-- Begin Data extract --

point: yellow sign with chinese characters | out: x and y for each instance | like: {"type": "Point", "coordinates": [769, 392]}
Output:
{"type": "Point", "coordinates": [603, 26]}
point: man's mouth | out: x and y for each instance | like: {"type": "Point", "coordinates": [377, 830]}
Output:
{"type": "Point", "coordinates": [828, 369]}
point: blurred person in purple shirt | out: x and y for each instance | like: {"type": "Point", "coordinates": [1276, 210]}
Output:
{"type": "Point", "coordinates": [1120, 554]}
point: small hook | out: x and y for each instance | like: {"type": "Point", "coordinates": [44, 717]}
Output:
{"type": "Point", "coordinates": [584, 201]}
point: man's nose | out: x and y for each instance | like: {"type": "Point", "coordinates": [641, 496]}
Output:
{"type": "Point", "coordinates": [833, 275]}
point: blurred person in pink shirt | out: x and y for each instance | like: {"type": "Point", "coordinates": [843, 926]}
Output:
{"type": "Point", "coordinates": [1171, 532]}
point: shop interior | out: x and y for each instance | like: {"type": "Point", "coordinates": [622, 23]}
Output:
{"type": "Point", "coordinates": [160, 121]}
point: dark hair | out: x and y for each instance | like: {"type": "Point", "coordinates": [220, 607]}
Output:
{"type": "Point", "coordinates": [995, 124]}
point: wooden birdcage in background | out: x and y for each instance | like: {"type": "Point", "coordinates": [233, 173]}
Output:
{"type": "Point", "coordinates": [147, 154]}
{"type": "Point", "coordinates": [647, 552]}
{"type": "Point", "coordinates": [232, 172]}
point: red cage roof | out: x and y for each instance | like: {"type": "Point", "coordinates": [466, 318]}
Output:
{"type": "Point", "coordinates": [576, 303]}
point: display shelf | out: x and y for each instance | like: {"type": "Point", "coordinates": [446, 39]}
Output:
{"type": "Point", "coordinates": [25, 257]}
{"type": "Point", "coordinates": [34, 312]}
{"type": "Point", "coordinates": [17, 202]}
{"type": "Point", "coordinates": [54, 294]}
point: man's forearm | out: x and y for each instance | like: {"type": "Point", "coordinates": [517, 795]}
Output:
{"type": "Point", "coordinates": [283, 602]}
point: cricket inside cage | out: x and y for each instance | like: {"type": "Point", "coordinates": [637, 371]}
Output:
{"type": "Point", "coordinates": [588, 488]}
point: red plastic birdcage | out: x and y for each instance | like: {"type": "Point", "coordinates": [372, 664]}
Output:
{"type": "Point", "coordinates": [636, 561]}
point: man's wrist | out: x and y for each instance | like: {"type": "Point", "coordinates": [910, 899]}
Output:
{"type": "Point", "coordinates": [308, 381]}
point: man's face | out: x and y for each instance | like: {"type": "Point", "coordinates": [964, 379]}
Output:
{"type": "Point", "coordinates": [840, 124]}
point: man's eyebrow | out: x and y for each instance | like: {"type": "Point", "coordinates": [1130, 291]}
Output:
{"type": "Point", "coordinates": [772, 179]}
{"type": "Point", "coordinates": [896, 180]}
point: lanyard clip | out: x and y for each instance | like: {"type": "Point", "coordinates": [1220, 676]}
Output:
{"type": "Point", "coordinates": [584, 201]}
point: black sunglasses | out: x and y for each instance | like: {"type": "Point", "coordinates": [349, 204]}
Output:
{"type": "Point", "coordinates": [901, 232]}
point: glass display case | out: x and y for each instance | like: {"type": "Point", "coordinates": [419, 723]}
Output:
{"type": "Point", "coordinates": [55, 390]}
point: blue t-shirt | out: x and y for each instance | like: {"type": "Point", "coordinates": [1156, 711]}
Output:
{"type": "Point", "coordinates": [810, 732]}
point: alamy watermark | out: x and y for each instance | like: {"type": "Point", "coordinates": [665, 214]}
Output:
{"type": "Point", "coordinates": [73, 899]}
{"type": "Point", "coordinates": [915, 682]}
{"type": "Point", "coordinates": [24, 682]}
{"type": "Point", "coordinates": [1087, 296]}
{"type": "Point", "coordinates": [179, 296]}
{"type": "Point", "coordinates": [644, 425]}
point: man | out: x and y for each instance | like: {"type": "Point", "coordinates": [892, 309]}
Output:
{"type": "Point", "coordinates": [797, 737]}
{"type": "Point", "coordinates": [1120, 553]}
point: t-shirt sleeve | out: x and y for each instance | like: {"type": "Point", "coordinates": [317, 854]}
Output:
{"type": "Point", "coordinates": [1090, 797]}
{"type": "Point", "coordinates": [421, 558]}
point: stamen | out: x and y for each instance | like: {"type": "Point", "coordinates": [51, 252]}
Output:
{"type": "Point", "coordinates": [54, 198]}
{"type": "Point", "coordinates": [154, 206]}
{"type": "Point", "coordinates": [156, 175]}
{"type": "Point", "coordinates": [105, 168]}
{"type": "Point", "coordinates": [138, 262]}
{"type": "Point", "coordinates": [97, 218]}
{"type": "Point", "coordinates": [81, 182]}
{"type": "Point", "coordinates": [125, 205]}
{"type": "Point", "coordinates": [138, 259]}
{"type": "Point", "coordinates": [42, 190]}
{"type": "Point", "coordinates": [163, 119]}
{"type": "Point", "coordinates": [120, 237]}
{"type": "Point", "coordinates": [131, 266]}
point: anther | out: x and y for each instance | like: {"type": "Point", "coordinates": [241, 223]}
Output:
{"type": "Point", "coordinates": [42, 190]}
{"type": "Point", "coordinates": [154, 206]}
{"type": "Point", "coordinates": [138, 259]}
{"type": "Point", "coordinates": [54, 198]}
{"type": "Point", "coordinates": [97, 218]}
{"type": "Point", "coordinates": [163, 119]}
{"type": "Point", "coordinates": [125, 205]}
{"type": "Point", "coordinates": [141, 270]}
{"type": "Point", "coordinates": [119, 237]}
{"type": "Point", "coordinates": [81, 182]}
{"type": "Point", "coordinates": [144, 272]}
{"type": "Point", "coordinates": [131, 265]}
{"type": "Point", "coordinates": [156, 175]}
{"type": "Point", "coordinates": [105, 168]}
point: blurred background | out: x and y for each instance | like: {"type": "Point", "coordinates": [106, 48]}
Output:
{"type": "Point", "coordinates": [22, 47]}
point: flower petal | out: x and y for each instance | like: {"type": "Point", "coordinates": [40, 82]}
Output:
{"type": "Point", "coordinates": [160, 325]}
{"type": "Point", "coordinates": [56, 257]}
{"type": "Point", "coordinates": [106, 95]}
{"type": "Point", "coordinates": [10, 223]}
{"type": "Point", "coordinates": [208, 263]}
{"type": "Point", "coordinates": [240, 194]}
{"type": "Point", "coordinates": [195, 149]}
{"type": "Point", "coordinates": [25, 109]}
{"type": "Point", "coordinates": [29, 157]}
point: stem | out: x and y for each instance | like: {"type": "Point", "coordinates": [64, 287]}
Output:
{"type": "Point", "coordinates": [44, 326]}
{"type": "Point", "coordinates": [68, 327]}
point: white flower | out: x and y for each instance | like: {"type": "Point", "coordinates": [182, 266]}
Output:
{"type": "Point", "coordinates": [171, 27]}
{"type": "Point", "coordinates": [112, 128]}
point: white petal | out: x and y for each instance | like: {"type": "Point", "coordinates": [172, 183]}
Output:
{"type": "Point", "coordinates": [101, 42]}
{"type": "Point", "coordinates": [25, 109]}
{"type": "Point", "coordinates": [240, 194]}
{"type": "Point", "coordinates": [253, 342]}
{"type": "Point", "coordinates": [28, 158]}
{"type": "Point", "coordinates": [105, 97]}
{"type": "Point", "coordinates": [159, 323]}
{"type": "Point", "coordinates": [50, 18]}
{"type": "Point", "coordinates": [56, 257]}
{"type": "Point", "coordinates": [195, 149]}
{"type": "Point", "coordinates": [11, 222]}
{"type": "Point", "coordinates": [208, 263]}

-- End Data extract --

_Exercise goal_:
Return, character for character, the lines of the listing that start at the line containing "point: white flower" and run through the final line of the listing, including both of those lines.

_Reply to the exercise_:
point: white flower | out: x and y for each instance | like: {"type": "Point", "coordinates": [182, 266]}
Output:
{"type": "Point", "coordinates": [171, 27]}
{"type": "Point", "coordinates": [112, 128]}
point: white petal | out: x and y for each instance | like: {"type": "Point", "coordinates": [172, 183]}
Output:
{"type": "Point", "coordinates": [101, 42]}
{"type": "Point", "coordinates": [25, 109]}
{"type": "Point", "coordinates": [240, 194]}
{"type": "Point", "coordinates": [253, 342]}
{"type": "Point", "coordinates": [28, 158]}
{"type": "Point", "coordinates": [105, 97]}
{"type": "Point", "coordinates": [159, 323]}
{"type": "Point", "coordinates": [50, 18]}
{"type": "Point", "coordinates": [56, 257]}
{"type": "Point", "coordinates": [195, 149]}
{"type": "Point", "coordinates": [11, 222]}
{"type": "Point", "coordinates": [208, 263]}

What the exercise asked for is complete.